DETALLE DE CONSIGNA:
Extiende el ensayo sobre el gobierno argentino y el movimiento de derechos humanos a partir de su última oración.

Por María Pía López*
(para La Tecl@ Eñe)
El gobierno nacional es acusado de destruir a las organizaciones de derechos humanos porque las pone en primer plano; impugnado porque minaría la potencia de la lucha encaminando la realización de los juicios; denostado porque insiste en ampliar la mirada sobre los años setenta. Paradojas de la Argentina, quizás
Un fantasma recorre la Argentina. A veces, se pavonea también por los escenarios internacionales. Es el fantasma de la corrosión del movimiento de derechos humanos, operada por saturación, exceso y primacía. La hipótesis es extraña. No por conocida, podemos eximirnos de explicitarla: los juicios a los genocidas, la conversión de las demandas de los organismos de derechos humanos en políticas de Estado, la extensión de una revisión de la complicidad civil con la más atroz dictadura; no habrían llegado para reforzar una política de justicia sino para impedirla, minando las fuerzas que hasta aquí la impulsaban.

FILAS ALMACENADAS:
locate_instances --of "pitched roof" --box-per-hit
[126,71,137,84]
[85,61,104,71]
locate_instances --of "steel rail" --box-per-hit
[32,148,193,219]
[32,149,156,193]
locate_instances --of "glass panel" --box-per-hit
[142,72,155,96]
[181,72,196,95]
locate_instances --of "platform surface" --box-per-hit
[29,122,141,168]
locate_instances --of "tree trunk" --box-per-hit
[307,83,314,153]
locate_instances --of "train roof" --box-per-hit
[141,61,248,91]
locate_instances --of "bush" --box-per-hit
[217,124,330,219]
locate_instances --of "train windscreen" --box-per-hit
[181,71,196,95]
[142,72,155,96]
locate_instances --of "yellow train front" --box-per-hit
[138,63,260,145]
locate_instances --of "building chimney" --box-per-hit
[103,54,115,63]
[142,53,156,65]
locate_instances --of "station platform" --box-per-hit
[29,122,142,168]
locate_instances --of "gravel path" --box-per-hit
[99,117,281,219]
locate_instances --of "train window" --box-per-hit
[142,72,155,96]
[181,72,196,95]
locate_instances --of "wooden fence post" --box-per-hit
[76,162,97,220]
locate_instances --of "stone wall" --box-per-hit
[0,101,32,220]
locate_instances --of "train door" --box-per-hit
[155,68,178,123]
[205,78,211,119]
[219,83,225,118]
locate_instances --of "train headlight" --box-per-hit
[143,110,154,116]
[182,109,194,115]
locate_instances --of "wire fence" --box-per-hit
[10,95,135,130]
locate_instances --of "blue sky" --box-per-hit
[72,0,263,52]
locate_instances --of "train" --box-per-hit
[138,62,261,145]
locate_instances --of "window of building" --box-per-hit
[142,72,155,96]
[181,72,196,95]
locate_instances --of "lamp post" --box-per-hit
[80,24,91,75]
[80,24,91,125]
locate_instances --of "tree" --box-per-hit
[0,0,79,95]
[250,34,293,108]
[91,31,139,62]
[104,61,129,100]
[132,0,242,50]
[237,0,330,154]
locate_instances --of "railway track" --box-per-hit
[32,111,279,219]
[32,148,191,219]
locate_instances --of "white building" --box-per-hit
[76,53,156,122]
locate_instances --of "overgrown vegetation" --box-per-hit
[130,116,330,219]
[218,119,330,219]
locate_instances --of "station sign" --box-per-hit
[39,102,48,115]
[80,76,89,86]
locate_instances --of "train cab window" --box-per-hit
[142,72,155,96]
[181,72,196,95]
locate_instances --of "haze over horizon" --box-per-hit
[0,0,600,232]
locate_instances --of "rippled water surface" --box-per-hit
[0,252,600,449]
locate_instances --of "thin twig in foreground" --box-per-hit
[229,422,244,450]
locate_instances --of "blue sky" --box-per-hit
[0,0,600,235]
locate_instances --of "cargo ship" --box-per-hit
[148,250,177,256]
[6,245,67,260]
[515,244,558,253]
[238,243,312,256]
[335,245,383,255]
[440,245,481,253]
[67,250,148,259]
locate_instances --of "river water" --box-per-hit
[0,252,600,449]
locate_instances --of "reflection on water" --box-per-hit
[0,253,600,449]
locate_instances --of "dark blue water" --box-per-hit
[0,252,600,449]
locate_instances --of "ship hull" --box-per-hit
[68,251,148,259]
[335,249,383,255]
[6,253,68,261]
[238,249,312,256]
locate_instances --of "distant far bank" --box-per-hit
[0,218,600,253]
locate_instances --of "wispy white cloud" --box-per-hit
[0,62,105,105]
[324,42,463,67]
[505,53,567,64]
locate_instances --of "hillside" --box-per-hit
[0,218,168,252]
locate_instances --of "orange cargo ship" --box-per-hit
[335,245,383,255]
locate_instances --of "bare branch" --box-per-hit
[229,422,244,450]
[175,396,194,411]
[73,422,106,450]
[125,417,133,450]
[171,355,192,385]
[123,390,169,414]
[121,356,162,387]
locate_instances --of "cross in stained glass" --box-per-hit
...
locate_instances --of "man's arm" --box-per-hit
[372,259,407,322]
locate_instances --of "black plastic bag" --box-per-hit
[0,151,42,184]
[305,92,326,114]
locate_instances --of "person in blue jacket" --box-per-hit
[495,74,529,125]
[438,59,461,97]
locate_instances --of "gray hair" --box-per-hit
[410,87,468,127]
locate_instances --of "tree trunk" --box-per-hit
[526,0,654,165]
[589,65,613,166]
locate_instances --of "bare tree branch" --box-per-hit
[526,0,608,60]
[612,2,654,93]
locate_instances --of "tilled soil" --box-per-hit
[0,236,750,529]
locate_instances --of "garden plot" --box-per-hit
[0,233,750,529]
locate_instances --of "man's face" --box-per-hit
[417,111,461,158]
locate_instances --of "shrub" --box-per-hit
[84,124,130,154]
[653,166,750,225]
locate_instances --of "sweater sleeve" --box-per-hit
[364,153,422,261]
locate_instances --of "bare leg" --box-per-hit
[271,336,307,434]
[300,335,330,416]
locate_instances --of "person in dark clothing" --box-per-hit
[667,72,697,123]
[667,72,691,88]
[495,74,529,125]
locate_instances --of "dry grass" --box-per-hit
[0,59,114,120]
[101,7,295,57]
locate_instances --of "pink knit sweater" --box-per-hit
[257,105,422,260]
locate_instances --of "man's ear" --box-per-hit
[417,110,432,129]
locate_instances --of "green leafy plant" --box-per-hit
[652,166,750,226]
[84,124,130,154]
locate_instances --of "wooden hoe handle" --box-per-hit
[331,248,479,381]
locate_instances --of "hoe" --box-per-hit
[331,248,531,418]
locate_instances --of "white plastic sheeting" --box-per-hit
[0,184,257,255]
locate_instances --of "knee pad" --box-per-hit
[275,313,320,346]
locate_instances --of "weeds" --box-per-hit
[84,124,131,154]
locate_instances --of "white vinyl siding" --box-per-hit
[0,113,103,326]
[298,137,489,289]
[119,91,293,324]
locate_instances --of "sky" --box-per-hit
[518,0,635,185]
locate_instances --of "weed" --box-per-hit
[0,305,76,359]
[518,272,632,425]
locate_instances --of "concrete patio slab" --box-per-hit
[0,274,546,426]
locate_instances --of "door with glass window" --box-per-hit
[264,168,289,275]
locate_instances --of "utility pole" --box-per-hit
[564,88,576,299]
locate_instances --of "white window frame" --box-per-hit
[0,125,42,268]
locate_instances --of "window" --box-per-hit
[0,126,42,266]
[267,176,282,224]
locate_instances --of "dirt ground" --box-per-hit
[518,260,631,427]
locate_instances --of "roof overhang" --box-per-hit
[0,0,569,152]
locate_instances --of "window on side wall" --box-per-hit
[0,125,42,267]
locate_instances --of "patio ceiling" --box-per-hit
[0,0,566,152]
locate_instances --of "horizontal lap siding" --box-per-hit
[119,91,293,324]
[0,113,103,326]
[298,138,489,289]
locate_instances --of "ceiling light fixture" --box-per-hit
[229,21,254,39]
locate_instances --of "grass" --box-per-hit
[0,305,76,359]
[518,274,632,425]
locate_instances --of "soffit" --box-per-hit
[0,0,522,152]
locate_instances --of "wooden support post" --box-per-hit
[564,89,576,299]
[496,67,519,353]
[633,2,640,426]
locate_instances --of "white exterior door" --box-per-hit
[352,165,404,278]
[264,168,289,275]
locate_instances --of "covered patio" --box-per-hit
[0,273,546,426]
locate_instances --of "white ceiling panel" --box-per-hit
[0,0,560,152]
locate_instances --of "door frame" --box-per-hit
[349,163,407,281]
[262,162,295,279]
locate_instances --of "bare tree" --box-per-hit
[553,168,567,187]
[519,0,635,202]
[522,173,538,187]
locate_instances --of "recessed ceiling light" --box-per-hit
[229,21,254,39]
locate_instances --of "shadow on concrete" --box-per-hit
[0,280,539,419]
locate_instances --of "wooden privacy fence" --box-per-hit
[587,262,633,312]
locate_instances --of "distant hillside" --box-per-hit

RESULTADO FINAL:
Así, el gobierno nacional es acusado de destruir a las organizaciones porque las pone en primer plano; impugnado porque minaría la potencia de la lucha encaminando la realización de los juicios; denostado porque insiste en ampliar la mirada sobre los años setenta. Paradojas de la Argentina, quizás. O de un imaginario en el que la pureza sólo es garantizada por la prudente aceptación de un lugar asignado. Por un deber ser, en el que las organizaciones deben estar siempre protestando, siempre opositoras, renuentes al reconocimiento oficial; y el Estado debe cumplir cabalmente sus tareas represivas o por lo menos de ejercicio brusco del control así permite, sin confusiones, el despliegue de las luchas políticas. Y, si se trata de grupos templados en la denuncia de los crímenes de la dictadura, deben limitarse a perseverar en su ser sin atender a nuevos problemas o temas o causas.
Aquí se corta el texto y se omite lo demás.